**ESTRATTO:**
Il cineasta romano, pluripremiato sceneggiatore di film quali OvosodoLa prima cosa bella Il capitale umano, torna alla regia dopo i successi di Scialla! (Stai sereno)Noi 4 e Tutto quello che vuoi portando in scena una storia che vede protagonista Kim Rossi Stuart nei panni di Bruno Salvati, un uomo che mette in discussione la sua vita e le sue relazioni dopo aver scoperto di essere affetto da una patologia e di aver bisogno di un donatore.

Ecco gli argomenti trattati durante la conferenza stampa di presentazione alla quale hanno presieduto il regista Francesco Bruni e il cast, composto da Kim Rossi Stuart, Raffaella Lebboroni, Lorenza Indovina, Barbara Ronchi, Fotinì Peluso e Tancredi Galli.

Riguardo la collaborazione alla sceneggiatura tra Francesco Bruni e Kim Rossi Stuart, quest’ultimo ha spiegato:

«Collaborazione forse è una parola troppo grande. Ho fatto quello che mi viene naturale fare, ho cercato un dialogo con il regista a 360 gradi. Francesco è particolarmente aperto, ci ha tenuto a mettere il mio nome nei titoli di coda, ma non c’era bisogno.»

**MATERIALE FORNITO:**
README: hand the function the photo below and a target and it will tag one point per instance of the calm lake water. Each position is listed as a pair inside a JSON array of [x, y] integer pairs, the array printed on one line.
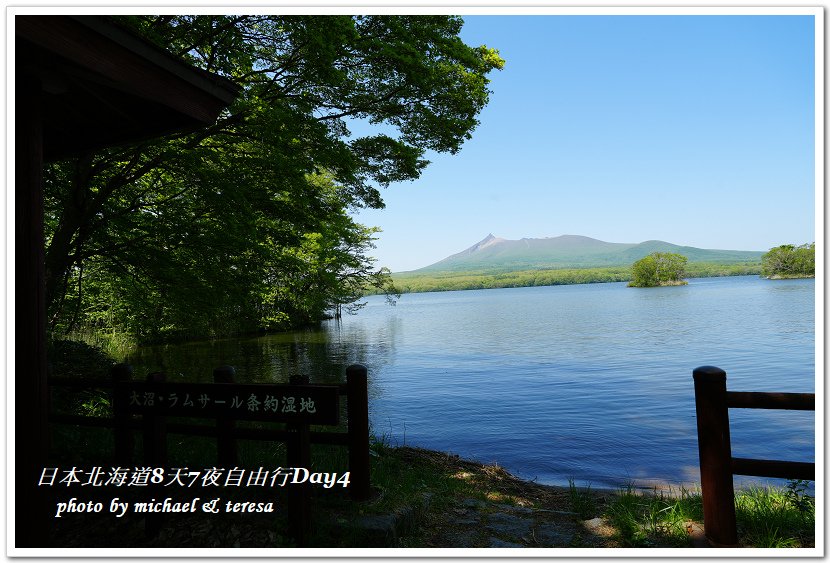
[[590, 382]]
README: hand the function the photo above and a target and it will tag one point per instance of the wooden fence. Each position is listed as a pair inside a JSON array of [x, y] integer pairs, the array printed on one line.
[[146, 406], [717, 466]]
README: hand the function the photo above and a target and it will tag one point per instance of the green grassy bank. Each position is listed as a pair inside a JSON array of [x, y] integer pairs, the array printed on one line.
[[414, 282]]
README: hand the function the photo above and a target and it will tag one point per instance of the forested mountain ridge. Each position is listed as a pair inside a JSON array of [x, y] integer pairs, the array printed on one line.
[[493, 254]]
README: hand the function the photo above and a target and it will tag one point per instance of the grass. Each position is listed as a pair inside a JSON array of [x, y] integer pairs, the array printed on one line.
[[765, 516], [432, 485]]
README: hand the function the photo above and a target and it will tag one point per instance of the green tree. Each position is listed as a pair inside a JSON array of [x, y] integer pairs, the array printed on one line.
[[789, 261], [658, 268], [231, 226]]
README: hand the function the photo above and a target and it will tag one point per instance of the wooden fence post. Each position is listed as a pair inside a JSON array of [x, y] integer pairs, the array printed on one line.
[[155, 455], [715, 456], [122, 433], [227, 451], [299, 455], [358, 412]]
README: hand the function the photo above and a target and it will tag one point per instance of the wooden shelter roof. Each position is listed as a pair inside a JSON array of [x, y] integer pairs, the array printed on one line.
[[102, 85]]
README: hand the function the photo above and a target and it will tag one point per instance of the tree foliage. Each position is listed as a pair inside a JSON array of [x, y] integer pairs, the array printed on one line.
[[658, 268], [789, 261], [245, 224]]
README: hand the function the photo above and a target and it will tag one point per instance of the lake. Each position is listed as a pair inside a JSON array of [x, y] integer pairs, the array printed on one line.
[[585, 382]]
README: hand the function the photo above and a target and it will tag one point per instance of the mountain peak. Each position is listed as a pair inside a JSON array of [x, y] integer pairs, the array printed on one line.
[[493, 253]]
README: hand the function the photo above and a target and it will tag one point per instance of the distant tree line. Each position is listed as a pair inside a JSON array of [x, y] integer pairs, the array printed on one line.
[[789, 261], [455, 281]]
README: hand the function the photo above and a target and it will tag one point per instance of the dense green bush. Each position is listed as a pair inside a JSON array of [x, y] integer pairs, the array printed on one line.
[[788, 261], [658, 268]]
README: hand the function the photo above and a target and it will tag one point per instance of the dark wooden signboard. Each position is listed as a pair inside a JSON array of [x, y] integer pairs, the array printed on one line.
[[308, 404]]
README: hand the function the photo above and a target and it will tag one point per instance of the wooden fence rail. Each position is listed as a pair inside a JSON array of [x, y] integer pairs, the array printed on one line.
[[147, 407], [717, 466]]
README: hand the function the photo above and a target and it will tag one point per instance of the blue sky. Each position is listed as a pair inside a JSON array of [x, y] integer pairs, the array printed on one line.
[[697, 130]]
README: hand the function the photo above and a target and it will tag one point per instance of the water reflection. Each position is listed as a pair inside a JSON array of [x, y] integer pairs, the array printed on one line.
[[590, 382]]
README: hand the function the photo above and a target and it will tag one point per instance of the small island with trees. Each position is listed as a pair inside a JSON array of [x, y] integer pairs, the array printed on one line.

**PROBLEMI E COMPITI:**
(1) Riassumi in due frasi l'estratto sulla conferenza stampa del film di Francesco Bruni.
(2) Copia dall'estratto tutto il testo che va da "Il cineasta romano, pluripremiato" fino a "di un donatore.".

**RISULTATI DELL'ESERCIZIO:**
(1) Il cineasta romano Francesco Bruni torna alla regia con una storia in cui Kim Rossi Stuart interpreta Bruno Salvati, un uomo che mette in discussione la propria vita e le proprie relazioni dopo aver scoperto di essere affetto da una patologia e di aver bisogno di un donatore. Alla conferenza stampa di presentazione Kim Rossi Stuart ha ridimensionato la propria collaborazione alla sceneggiatura: ha detto di aver soltanto cercato un dialogo a 360 gradi con il regista, che ha comunque voluto inserire il suo nome nei titoli di coda.

(2)
Il cineasta romano, pluripremiato sceneggiatore di film quali OvosodoLa prima cosa bella Il capitale umano, torna alla regia dopo i successi di Scialla! (Stai sereno)Noi 4 e Tutto quello che vuoi portando in scena una storia che vede protagonista Kim Rossi Stuart nei panni di Bruno Salvati, un uomo che mette in discussione la sua vita e le sue relazioni dopo aver scoperto di essere affetto da una patologia e di aver bisogno di un donatore.